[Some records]
* * *

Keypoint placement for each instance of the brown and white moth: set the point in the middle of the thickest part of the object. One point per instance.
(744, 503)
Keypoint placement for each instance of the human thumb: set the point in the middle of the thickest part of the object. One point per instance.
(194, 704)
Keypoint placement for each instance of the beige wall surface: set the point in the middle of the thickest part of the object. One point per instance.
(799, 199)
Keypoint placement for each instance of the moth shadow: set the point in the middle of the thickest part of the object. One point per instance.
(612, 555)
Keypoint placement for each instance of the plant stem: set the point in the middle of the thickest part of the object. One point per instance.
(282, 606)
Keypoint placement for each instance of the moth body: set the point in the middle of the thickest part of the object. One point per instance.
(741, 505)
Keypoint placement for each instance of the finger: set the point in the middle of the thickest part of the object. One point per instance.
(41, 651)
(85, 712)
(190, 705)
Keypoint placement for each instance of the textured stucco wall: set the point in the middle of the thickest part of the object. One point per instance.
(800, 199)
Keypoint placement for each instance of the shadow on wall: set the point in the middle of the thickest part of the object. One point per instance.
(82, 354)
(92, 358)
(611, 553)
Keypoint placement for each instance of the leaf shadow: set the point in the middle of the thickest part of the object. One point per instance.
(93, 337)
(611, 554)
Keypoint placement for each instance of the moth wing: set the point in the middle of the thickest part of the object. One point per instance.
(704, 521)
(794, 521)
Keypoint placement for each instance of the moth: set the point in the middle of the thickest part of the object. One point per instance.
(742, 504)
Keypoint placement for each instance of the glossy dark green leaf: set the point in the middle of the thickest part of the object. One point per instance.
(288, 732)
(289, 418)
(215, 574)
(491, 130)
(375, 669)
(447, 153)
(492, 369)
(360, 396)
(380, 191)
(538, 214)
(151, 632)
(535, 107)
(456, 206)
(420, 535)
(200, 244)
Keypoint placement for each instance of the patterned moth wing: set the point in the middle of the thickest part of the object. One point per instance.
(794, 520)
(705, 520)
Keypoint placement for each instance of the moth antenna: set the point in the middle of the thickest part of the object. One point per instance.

* * *

* _Aim of the exercise_
Copy every line of the material, please, keeping it exactly the same.

* _Response to this exercise_
Keypoint placement for each instance of the brown and white moth: set the point in the middle of the thickest part of the object. One point per instance.
(744, 503)
Keypoint placement for each instance of the human thumb: set the point in the middle of the thickest part of the object. One point per instance.
(194, 704)
Keypoint placement for each instance of the beige wall surface: set the point in the middle of the thickest part of the object. One point per instance.
(799, 199)
Keypoint placement for each instance of the moth shadow: set the point in the middle of the thickest part of the object. One point per instance.
(612, 555)
Keypoint placement for each instance of the plant stem: set the point in the middle of the thickest part of the object. One point per instance.
(282, 606)
Keypoint placement for each instance of the moth body: set the point in the middle of the thickest part of the object. One point per instance.
(741, 505)
Keypoint placement for each instance of the finger: set the point in the middle of the thickest part of the object. One point per instance.
(41, 651)
(85, 712)
(190, 705)
Keypoint placement for each instance of the textured stucco wall: set the point in the middle of the thickest part of the object. One point per instance.
(800, 199)
Keypoint placement for each instance of the shadow on wall: set the point in the middle of the thickest part of the object. One point per instance.
(82, 354)
(92, 358)
(611, 553)
Keypoint placement for each instance of the leaf shadow: set the point in the middle of the thickest part of the object. One point per instance.
(93, 337)
(611, 554)
Keypoint placement for each instance of the moth wing: set the point in the middle of the thickest part of the object. One point per instance.
(704, 521)
(794, 521)
Keypoint placement for each instance of the moth: set the point in the middle of the thickest part of the object. One point per instance.
(742, 504)
Keypoint placement for each instance of the glossy dark green leaf: set the point in the middle of the thickest part of the object. One point per instance.
(288, 732)
(289, 418)
(215, 574)
(491, 130)
(375, 669)
(447, 153)
(492, 369)
(360, 396)
(380, 191)
(538, 214)
(151, 632)
(535, 107)
(456, 206)
(420, 535)
(200, 244)
Keypoint placement for each instance of the patterned moth wing: set the point in the middle of the thickest part of the object. One point per instance.
(794, 520)
(705, 520)
Keypoint placement for each instance of the moth antenna: set the point in the middle of the thickest part of the object. One point per instance.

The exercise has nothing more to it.